[Stored items]:
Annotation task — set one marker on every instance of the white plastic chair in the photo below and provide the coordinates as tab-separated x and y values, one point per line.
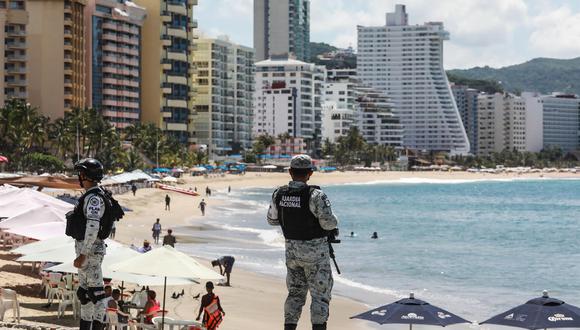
68	298
9	300
54	280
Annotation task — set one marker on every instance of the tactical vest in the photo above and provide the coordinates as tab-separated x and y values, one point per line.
76	222
296	219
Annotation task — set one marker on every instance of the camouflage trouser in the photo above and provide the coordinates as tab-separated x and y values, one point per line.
308	266
91	280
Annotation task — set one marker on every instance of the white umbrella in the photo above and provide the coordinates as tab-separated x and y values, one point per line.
116	255
167	262
41	231
169	179
44	245
35	216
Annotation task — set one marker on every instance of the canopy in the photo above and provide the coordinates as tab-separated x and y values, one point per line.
167	261
44	245
169	179
63	253
116	255
35	216
136	175
539	313
41	231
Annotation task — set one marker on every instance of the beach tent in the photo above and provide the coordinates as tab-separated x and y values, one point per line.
44	245
539	313
169	179
35	216
63	253
40	231
166	262
120	254
411	311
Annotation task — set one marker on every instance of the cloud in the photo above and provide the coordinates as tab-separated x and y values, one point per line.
557	33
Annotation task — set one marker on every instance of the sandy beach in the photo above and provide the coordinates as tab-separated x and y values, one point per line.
255	301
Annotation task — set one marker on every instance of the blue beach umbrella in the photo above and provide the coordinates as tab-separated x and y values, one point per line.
540	313
411	311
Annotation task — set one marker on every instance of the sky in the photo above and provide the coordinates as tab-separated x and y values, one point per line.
482	32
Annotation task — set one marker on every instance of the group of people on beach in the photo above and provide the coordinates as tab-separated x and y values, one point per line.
302	211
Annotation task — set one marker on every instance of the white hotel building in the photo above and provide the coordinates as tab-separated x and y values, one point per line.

[WHAT TO DO]:
Word for word, copy every line of the data, excluding any pictures.

[RESULT OF THIS TASK]:
Annotation task — set one marker on every instance of the white plastic chair in the photo below and provide the coordinates as tab-separated x and y values, one point per line.
68	298
9	300
54	280
Annotation task — set one marker on every instance of the tactical vest in the photo above and provide the coordinates as tab-separated x and y values, one point per line.
76	222
296	219
Annotation task — set one marker on every instance of the camouflage trouser in the photo above and provide the coordinates as tab-separated x and y values, one point per line.
308	266
91	280
Annotation task — set one marker on every instance of the white umbrella in the photo above and provide the coordinates as tab-separated x and y values, one point per line.
116	255
167	262
41	231
169	179
44	245
35	216
Annotation task — set one marker on every instance of the canopy in the photo above and provide the coordinates as tab-separated x and y values, one point per line.
167	261
44	245
169	179
63	253
116	255
35	216
136	175
539	313
41	231
Annotation task — set one marker on every instance of the beach tent in the photo above and provide the coordinates as tab-separated x and y values, one point per line.
44	245
539	313
169	179
35	216
63	253
40	231
166	262
120	254
411	311
Annotation task — set one marker on every instance of the cloud in the photo above and provide the coordinates as tab-separated x and y values, one point per line.
557	33
Annotation task — set one marker on every instance of the sandy beach in the photo above and provide the coordinates as tab-separated x and y values, one point per line.
255	301
Annotation task — set one marker on every instance of the blue beach umbrella in the photo above and provide the coordinates as tab-separated x and y values, one point per line.
540	313
411	311
Annotation task — set one marker on every instance of the sky in the photo above and provide the coordinates as tab-separated x and y values, one point per line.
482	32
Annotation task — set one marker on every instance of the group of people on beach in the photo above and provide the coordinates as tab-separated x and y values, one point per line.
302	211
Annotation task — set one marker on every instance of the white hotel building in the photo above and provide the coordinates as tab-separated x and y values, one point per line.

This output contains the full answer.